Stored entries:
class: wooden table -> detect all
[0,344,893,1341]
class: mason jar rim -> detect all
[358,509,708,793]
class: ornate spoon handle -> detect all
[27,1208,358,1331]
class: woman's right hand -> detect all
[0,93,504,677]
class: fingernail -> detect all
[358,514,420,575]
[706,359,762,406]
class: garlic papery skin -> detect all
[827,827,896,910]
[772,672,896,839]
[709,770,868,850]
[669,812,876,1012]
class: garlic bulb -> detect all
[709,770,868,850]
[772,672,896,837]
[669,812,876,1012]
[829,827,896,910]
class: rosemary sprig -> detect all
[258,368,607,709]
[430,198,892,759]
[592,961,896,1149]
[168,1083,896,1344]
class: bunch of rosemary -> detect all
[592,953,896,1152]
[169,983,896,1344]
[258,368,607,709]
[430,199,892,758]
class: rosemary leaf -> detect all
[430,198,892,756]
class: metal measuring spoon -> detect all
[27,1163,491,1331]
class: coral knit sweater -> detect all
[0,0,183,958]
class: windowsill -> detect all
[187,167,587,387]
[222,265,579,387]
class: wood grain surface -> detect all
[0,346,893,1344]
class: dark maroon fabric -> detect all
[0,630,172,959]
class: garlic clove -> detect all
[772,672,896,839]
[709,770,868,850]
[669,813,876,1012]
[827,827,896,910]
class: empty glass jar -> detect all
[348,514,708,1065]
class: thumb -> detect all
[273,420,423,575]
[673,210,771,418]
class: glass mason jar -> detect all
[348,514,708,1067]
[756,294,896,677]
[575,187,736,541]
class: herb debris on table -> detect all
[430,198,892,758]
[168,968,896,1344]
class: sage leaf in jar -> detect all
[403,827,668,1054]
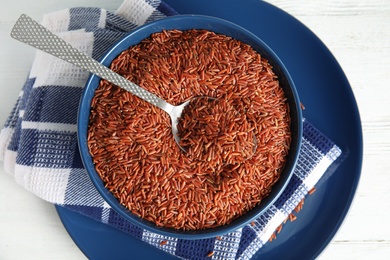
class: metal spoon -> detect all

Instructions to follow: Rewrite the listing, starting with the line with "class: rosemary sprig -> detect all" and going on through the end of the listing, keeping the requests and shifting every bounding-box coordinate by -110. Leave the pictures out of your answer.

Completed task:
class: rosemary sprig -> detect all
[148,258,497,599]
[320,88,782,649]
[482,851,786,1039]
[58,973,786,1234]
class: bunch of rosemary -> detect all
[482,843,786,1042]
[59,873,786,1234]
[148,258,497,599]
[320,89,782,648]
class: rosemary leaf -> detect all
[320,88,782,646]
class: metal measuring spoon -> detect all
[-83,1053,381,1221]
class: coral knit sweater -> detect all
[-110,-110,73,848]
class: windowsill -> detect all
[77,57,477,277]
[112,155,469,277]
class: wood grain surface -> detect all
[-110,236,783,1234]
class: dark maroon fabric -> detect all
[-110,520,62,849]
class: garlic clove -> detect all
[662,562,786,729]
[599,660,758,740]
[559,703,766,902]
[717,717,786,800]
class: empty glass jar -> detect all
[238,404,598,955]
class: thumb -> detect all
[163,310,313,465]
[563,100,661,308]
class: glass mason jar -> detect all
[238,404,598,957]
[646,184,786,567]
[465,77,626,431]
class: herb debris on table -> detect all
[320,88,782,648]
[58,858,786,1234]
class: sage leaf in jar -> detect all
[293,717,558,944]
class: metal spoon -> detect all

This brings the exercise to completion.